Problem details: Reproduce the blog post word for word, starting at "Recently, a series" and continuing up to and including "where to start..".

Source text:
After such a long time of not blogging, i just felt like blogging, again. The feeling of wanting to pen down all my thoughts and feelings and also rantings into this blog, just came to my mind. I dunno if anyone will be reading this, but anyways so yeah.
Recently, a series of events just happened and i felt as if i was in a roller-coaster, going through all the ups and downs in life.
There are just too many things that happened, and i just dunno where to start..
Okay..as of now, im currently working in another company after my previous job, but its just a temporary job as its just a 6 mths contract. Its already 4 mths plus now since i started working, so just left abt 1 mth plus more to go before my job comes to an end. And yeah, can't wait for it to end actually.. cos i wanna take a good long break!! Been very stressed and tired working continuously.. and sometimes really so stressed that i felt i could break down just any moment.
But then, along the way i also met many nice colleagues. Most of them are interns and temp staffs, just like me. All of them from different departments, but during lunch we are just like one big family, getting together and having lunch together. Those were really gd times! But as time passes.. most of them had already left the company as their contract and internship has ended. So now, its just left with 2 person, and thats me and my colleague, who is also an intern. From such a big group of ppl to just 2 of us.. its really very sad. But then, ppl come and ppl go. Nothing is forever.
Well but after so many "hi"s and "bye"s, i managed to forge out a close bond with my colleague and another temp guy, and together we form a clique. I really love this clique of ours! Although just 3 person, but is closely knit together. Anyway, i don't really like big groups too. 3 is just nice. But then, everyone is busy and have their own lives to lead, so we don't really meet that often but we'll still try to meet up if there's time. So, its good and i hope our clique will continue to remain strong and go on and on forever!
So, thats so much on my work life.. now come to my social life.. which is church. Well, i have changed a new church since last year after my ex-colleague invited me to his cellgroup. So i got to know many ppl there and it was really an exciting experience for me. However, things change.. As time goes by, more and more ppl join the cellgroup and it becomes very big. But too big is not good.. its so big that i felt quite leftout in there and there wasn't any ppl whom i feel close to. So i start to slowly withdraw myself from the group by not going for cellgroup meetings and church services.

Collected data:

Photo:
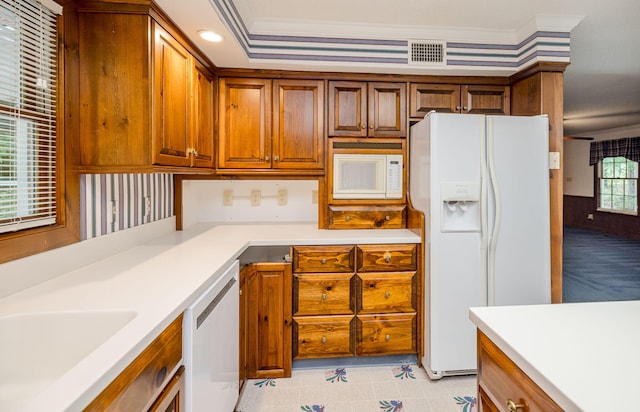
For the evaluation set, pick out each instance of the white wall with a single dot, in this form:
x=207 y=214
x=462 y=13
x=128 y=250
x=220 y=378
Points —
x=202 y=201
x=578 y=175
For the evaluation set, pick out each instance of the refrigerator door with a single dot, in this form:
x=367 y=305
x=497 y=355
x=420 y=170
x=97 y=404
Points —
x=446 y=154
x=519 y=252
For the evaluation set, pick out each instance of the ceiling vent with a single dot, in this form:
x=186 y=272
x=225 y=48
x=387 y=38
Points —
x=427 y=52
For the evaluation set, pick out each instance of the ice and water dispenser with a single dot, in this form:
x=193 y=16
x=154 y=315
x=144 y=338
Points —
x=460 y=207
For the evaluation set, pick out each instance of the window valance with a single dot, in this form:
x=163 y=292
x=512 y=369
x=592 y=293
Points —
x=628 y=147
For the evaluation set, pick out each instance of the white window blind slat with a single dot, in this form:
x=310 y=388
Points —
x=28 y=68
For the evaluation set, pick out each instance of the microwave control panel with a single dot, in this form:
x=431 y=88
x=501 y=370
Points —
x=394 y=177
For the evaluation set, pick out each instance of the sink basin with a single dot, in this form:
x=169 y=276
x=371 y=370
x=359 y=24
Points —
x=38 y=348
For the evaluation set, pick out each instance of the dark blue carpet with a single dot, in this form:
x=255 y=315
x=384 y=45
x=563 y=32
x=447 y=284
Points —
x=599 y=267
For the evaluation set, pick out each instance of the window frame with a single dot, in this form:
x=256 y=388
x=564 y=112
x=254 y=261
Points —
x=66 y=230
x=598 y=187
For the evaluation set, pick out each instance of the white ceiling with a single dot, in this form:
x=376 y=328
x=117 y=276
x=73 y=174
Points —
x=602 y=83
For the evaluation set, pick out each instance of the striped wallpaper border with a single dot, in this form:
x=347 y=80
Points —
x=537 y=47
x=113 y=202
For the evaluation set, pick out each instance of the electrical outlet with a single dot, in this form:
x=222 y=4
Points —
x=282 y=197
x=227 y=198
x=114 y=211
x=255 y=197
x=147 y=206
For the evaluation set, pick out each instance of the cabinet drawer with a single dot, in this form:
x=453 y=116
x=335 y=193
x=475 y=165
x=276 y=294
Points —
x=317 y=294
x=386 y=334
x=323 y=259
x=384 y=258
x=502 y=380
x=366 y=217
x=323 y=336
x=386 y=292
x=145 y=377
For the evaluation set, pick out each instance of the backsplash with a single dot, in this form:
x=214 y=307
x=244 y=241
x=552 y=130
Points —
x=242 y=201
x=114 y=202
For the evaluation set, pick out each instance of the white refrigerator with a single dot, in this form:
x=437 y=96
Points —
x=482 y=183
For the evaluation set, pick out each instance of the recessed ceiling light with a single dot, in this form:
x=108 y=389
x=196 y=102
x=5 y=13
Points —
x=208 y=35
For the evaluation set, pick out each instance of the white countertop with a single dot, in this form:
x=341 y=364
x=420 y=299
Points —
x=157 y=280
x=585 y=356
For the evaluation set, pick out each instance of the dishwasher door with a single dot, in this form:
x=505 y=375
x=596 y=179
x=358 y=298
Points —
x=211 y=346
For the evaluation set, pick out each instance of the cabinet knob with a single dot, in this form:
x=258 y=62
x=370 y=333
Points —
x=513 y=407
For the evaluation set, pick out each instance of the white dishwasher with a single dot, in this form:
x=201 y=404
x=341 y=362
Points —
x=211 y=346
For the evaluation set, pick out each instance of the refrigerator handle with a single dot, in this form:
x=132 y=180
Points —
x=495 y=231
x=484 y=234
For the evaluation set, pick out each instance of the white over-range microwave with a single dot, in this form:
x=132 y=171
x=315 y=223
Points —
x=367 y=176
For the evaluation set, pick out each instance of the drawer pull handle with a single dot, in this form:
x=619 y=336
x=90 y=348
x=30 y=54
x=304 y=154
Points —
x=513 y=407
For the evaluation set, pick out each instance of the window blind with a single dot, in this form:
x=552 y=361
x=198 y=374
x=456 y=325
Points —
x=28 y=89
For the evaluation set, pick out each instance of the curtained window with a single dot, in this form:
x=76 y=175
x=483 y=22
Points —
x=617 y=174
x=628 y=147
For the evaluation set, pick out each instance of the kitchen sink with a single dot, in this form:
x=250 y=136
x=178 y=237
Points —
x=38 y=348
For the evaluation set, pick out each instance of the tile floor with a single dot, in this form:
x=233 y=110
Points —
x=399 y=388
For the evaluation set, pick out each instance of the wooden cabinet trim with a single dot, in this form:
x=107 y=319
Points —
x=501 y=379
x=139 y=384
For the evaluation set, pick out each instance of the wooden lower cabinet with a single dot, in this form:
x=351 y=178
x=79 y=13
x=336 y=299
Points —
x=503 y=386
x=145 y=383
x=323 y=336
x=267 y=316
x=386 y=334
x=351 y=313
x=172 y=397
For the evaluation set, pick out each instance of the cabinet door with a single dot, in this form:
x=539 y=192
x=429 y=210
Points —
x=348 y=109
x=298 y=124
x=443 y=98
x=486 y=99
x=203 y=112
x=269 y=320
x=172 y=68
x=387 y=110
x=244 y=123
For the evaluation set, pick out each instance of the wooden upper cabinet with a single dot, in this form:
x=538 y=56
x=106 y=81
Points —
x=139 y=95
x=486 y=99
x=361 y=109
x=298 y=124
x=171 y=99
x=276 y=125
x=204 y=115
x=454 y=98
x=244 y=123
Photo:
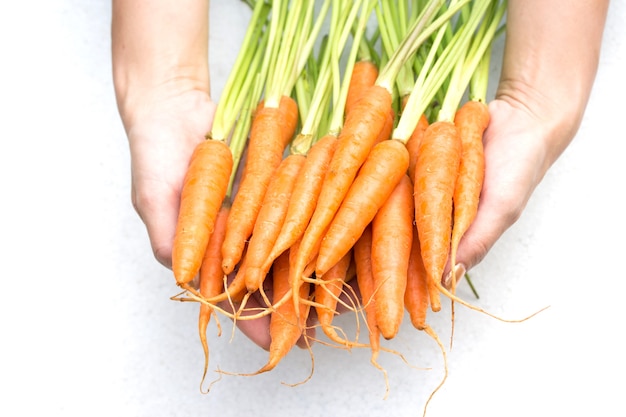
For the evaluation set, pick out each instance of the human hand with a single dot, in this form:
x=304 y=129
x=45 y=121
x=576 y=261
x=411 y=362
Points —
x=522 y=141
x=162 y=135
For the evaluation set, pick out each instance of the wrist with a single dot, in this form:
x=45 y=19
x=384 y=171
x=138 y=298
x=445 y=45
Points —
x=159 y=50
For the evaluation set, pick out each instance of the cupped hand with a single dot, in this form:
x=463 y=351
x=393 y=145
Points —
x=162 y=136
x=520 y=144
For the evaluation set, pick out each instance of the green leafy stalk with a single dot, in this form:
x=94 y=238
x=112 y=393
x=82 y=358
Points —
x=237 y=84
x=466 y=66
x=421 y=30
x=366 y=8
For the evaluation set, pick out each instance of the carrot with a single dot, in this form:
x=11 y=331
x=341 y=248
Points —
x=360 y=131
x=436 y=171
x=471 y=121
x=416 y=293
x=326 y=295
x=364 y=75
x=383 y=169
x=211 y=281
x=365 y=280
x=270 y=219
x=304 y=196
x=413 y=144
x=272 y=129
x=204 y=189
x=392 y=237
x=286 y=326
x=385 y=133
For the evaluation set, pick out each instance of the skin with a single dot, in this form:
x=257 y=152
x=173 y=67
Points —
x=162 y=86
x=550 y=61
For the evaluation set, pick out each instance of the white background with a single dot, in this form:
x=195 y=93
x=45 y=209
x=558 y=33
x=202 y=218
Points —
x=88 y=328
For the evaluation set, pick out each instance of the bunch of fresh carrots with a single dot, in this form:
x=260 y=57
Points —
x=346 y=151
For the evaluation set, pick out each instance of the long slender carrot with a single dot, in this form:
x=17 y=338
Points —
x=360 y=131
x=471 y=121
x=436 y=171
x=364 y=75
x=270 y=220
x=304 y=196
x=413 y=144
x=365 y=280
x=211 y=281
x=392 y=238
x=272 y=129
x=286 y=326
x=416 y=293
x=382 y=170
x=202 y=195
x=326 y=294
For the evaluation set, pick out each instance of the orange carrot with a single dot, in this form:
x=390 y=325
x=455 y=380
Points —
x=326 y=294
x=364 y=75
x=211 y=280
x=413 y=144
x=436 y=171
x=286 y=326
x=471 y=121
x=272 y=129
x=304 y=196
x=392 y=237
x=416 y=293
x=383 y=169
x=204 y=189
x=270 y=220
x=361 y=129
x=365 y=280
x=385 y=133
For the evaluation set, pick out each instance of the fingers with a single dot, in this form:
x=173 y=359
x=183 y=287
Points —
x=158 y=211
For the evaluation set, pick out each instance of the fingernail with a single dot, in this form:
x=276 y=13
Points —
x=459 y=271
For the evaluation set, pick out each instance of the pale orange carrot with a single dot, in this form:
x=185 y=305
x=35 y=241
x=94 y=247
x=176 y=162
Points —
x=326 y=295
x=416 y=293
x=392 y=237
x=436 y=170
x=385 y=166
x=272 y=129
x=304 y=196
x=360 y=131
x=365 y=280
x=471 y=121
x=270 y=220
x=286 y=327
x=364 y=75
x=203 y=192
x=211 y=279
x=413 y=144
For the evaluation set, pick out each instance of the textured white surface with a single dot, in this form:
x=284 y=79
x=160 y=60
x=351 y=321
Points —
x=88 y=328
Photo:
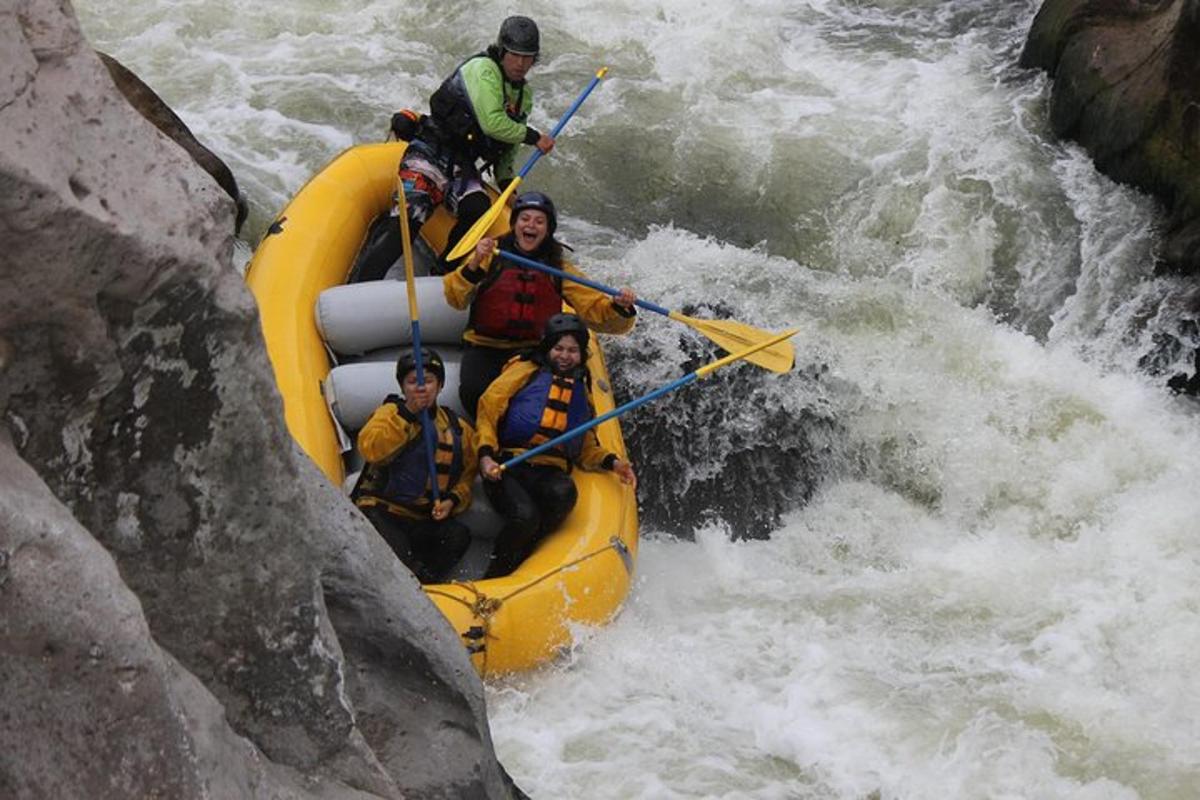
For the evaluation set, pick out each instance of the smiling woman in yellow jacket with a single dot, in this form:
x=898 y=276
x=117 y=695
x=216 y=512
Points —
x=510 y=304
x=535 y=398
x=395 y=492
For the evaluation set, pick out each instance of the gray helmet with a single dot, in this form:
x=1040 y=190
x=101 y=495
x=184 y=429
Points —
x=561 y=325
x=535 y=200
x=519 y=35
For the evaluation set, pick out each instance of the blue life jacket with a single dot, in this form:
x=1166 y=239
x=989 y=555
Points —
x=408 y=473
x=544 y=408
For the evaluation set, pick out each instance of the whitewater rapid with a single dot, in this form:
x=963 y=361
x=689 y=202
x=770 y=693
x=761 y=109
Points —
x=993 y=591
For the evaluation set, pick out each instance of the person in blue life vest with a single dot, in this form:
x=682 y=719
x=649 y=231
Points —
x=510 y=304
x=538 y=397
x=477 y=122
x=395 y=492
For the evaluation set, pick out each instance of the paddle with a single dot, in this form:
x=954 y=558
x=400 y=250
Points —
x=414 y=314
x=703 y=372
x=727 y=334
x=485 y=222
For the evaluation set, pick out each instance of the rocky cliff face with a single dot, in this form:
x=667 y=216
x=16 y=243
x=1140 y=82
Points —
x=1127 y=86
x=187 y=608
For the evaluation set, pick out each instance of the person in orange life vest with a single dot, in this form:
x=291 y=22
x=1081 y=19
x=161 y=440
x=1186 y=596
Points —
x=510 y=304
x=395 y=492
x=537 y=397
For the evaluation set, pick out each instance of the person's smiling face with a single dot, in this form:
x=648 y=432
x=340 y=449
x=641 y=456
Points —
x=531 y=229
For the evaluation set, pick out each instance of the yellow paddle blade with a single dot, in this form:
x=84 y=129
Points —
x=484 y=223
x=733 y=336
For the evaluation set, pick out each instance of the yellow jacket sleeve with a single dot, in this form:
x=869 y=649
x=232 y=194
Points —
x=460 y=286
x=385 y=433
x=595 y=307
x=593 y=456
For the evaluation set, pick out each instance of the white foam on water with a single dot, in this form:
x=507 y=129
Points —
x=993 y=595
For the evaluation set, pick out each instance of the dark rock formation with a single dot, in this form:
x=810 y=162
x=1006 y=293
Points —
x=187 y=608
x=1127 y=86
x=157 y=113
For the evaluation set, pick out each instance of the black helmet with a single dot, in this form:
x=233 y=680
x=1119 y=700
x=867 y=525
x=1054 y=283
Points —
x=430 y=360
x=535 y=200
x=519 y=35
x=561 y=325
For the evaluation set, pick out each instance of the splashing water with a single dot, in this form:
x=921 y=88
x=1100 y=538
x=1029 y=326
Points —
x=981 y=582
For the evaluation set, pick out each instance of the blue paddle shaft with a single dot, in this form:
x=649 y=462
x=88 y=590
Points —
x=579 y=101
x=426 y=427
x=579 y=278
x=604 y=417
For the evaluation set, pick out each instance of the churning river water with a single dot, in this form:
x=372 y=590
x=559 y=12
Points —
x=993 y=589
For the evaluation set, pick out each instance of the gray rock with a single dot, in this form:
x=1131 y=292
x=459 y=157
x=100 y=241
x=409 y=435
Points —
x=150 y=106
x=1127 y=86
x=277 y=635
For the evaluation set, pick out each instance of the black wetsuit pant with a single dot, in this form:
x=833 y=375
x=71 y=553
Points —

Solved exercise:
Recently, a series of events just happened and i felt as if i was in a roller-coaster, going through all the ups and downs in life.
There are just too many things that happened, and i just dunno where to start..